What you have to do: Carry on the article about data sources for ambulatory care competence assessment, starting right after its final sentence.

Selected extract:

6 data sources for ambulatory care competence assessment

In today’s ambulatory settings, what you measure will be affected by your organization’s willingness to invest in the resources needed to understand and manage quality as an essential part of your business rather than as a regulatory requirement. The questions for organizations outside the hospital are as follows: first, what should you measure and then what type—rule or rate—would work best based on volume and data collection resources? Just as with review indicators, the peer review committee needs to determine what ambulatory care practices are important enough to evaluate by rule or rate measures, which form of feedback is best, and how it will obtain the data. Here are some places to find data and how to relate them to the six core competencies:

  • Data already being collected and submitted electronically such as physician quality reporting system (PQRS) measures. Many of these measures would fall under the core compe­tency of medical knowledge. Although these may be treated as a rate indicator, they are often useful as a rule indicator if compliance is generally high and feedback is desired on an individ­ual event basis to get to 100% compliance goals. As ambulatory EMRs and the use of ICD-10 in the ambulatory setting increases, this data should be obtainable by queries of your EMR instead of by manual data abstraction.
  • Abstracted patient records for general care measures or for policies specific to your organiza­tion’s functions. These measures typically fall under the core competency of interpersonal and communication skills or systems-based practice. For example, abstracting random charts to ensure that key elements of care are addressed in a patient visit could be useful for primary care internists as a measure of communication within the team. If this is done manually by physi­cians, making the cost high, use a relatively small sample and treat it as a rule indicator so that feedback is reviewed on single cases of noncompliance. To the extent that this can be done by nonphysician abstractors or through EMR queries, the cost can be reduced and the sample size increased. A second example might be for referral patterns that may reflect over- or under-utilization of consultants as a measure of systems-based practice in the use of resources. That information should be obtainable from the billing system based on coding data.

Stored entries:
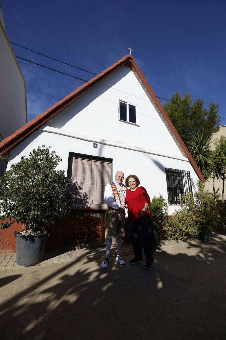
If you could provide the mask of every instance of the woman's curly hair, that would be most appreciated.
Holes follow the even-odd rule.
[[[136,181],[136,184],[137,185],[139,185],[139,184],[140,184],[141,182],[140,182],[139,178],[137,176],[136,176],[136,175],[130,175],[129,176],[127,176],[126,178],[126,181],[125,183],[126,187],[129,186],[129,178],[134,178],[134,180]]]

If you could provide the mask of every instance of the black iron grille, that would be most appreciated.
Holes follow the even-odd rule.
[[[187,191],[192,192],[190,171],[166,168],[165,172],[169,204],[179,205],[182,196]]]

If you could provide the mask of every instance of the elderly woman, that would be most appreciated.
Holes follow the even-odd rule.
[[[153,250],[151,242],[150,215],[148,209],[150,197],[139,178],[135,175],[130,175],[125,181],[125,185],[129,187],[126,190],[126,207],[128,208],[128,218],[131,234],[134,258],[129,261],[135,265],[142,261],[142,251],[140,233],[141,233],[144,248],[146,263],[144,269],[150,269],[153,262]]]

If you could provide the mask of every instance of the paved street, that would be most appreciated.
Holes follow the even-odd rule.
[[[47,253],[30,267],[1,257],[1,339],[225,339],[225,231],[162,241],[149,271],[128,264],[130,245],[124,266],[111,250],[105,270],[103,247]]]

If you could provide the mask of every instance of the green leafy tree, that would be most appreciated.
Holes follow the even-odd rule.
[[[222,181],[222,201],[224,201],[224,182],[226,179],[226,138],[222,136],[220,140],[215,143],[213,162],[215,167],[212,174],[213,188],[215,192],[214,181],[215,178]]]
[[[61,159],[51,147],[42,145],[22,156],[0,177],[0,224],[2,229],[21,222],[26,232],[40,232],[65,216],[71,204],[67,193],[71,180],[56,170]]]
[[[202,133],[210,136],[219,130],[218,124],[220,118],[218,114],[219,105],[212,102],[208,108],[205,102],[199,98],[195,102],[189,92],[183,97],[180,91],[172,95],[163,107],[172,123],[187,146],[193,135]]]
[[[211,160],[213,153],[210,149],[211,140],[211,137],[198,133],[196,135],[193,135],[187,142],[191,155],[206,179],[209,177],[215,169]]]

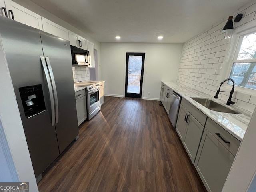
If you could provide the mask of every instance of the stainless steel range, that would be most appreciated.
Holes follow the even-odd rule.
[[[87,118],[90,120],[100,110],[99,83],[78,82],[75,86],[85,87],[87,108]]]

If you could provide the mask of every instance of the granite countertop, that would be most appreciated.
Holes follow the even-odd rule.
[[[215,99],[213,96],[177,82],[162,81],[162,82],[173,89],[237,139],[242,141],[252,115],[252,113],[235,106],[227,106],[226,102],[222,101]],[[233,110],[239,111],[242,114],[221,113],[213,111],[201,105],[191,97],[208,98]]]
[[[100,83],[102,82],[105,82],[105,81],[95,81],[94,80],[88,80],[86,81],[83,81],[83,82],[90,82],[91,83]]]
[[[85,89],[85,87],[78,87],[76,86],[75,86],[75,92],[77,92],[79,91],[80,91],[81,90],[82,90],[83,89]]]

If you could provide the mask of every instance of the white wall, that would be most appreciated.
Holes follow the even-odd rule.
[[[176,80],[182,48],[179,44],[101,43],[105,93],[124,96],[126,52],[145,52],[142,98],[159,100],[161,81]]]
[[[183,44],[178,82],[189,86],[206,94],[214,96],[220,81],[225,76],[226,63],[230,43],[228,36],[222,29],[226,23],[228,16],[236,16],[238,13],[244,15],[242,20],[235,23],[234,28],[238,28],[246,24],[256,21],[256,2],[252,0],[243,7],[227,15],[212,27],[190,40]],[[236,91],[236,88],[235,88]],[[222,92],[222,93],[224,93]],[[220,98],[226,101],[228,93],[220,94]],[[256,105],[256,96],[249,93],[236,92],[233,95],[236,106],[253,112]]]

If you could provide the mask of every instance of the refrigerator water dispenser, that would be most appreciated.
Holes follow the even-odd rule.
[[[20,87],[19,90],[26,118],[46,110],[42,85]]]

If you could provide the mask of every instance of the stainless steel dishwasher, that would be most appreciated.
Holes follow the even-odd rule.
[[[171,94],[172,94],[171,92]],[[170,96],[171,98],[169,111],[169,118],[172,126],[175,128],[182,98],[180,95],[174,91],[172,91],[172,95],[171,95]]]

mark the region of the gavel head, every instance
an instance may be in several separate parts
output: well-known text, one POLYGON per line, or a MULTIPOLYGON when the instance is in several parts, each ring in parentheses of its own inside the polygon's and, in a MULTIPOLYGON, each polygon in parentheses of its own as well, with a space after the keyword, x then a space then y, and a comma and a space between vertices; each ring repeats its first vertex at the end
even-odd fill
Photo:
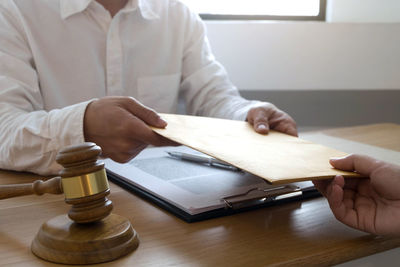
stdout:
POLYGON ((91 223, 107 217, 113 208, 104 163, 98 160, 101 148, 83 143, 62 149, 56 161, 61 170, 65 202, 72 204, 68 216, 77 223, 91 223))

...

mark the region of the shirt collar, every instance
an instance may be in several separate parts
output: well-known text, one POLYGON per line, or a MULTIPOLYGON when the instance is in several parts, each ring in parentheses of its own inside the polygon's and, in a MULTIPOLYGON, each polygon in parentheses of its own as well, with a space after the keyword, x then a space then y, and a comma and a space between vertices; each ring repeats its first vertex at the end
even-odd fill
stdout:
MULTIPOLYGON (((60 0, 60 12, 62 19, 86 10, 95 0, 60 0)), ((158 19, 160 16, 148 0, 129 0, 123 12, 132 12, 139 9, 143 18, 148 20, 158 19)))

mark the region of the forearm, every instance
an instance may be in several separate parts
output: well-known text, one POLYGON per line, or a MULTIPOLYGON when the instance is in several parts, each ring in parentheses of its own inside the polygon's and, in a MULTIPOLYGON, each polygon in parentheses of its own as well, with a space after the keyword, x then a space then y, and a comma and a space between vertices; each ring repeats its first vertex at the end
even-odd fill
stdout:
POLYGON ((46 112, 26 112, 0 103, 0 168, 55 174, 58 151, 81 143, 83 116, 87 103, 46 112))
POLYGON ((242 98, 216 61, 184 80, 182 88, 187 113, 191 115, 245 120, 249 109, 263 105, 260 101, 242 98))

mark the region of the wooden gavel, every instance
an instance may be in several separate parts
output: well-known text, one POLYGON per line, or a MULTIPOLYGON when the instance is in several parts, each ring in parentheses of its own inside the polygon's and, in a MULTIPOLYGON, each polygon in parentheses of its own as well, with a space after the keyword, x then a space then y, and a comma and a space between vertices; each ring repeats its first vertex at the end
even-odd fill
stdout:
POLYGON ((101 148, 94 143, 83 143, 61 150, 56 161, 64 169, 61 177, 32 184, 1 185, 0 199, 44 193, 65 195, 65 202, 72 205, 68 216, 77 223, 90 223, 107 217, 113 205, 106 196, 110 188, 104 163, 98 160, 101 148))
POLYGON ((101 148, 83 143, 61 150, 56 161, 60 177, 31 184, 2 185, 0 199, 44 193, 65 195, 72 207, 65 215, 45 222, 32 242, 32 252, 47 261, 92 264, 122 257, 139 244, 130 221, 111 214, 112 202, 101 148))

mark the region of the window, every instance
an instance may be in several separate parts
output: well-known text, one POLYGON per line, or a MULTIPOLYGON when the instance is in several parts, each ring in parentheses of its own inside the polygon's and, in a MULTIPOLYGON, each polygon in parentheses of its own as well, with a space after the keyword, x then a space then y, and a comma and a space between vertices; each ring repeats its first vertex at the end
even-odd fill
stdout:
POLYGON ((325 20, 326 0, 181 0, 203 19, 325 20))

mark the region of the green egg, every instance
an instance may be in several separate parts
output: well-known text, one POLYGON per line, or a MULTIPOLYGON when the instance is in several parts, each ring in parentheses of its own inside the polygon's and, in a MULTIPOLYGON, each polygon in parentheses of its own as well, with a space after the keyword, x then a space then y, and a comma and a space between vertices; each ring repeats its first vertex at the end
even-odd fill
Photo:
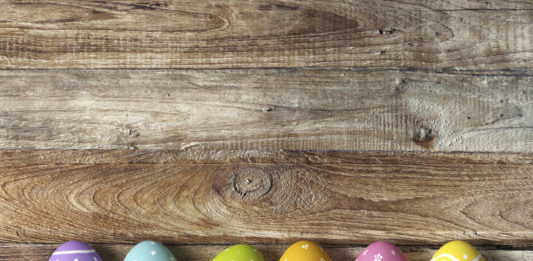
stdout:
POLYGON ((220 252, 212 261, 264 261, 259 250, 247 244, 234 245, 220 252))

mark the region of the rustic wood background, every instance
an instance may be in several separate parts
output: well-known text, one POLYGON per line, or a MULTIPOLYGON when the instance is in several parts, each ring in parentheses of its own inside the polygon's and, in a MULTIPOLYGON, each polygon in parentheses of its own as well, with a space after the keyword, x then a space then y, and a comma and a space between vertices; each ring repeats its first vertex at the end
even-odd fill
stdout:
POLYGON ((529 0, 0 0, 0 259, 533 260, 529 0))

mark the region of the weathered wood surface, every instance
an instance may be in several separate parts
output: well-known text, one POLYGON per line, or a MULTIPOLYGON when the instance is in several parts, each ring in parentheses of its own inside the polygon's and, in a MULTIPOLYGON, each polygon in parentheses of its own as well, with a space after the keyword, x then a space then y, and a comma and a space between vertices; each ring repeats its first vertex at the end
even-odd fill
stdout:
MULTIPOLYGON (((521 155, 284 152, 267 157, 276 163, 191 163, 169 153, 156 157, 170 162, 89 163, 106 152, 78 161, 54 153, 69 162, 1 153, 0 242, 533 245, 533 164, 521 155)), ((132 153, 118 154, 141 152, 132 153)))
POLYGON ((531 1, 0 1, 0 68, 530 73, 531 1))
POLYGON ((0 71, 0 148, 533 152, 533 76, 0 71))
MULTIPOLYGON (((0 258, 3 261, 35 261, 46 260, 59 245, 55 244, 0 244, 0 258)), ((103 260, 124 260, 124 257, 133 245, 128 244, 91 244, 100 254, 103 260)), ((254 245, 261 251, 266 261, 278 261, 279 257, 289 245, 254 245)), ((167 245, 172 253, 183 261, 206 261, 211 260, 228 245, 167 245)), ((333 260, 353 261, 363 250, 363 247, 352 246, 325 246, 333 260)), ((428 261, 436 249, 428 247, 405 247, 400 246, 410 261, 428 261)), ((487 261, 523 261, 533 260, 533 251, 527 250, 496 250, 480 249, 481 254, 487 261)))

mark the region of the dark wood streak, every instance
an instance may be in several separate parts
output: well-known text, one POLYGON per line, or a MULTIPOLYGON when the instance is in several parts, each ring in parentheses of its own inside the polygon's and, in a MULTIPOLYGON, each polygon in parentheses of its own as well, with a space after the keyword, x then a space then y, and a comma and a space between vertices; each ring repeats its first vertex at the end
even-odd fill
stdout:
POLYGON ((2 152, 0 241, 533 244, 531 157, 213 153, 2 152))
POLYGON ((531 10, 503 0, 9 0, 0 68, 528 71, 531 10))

---

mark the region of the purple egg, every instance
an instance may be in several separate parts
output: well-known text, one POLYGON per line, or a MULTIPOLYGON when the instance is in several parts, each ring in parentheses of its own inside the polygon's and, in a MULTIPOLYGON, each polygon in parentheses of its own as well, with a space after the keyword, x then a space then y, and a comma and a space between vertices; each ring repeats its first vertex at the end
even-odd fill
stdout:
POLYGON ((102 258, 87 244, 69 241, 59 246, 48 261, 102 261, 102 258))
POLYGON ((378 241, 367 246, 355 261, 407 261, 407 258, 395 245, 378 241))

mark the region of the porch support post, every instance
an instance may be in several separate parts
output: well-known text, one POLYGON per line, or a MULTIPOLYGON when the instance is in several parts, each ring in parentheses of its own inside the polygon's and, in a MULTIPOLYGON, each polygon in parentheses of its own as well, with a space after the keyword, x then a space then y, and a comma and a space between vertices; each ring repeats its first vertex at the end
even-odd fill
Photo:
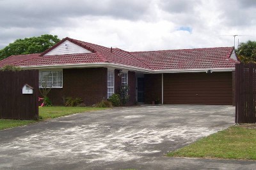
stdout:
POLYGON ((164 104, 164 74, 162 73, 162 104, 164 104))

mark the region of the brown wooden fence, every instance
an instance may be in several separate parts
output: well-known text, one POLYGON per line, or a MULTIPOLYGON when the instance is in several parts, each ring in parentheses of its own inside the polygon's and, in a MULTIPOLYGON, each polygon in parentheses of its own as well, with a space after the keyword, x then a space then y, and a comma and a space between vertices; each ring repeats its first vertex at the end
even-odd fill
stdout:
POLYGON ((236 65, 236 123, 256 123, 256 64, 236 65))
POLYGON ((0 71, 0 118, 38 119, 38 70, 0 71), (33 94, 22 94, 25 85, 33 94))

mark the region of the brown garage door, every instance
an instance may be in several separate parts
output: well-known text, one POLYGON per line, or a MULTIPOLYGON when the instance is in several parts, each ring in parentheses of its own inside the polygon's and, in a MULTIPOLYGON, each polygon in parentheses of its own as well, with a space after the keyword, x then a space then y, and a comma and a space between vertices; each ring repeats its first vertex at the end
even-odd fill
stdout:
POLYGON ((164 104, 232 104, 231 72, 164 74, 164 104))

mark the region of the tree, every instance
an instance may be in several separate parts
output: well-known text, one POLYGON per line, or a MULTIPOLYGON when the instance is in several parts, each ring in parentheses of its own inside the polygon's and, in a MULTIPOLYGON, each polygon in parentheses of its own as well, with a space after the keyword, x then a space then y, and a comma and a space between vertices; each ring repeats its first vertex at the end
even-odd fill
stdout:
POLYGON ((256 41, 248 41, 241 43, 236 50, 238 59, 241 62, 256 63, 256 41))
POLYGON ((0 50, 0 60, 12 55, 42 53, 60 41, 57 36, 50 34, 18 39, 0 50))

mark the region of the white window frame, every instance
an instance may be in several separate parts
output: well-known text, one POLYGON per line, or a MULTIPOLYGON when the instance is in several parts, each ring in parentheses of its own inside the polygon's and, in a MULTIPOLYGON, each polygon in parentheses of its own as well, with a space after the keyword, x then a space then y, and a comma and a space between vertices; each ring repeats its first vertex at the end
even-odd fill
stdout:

Answer to this task:
  • Patient perception data either from complaints or patient satisfaction surveys. The questions patients are asked typically relate to interpersonal skills. Because the encounters in the ambula­tory care setting tend to be with individual physicians, the survey attribution for survey data tends to be much better than in the hospital setting.
  • Specialty societies or specialty boards. In some specialties, physicians participating in ongo­ing maintenance of certification regularly submit data to their medical specialty board. If the organization found it useful, it could either request the information from the physicians if all are participating and willing to allow it or determine to collect the same data internally from physicians. These measures typically fall under medical knowledge.
  • Patient access. Patient access is a key issue in ambulatory care. Measures related to cancelled clinics or appointment availability may reflect either professionalism or systems-based prac­tice. This information should be obtained through the patient scheduling system for integrated groups. This may be more difficult for CINs unless a scheduling infrastructure is in place.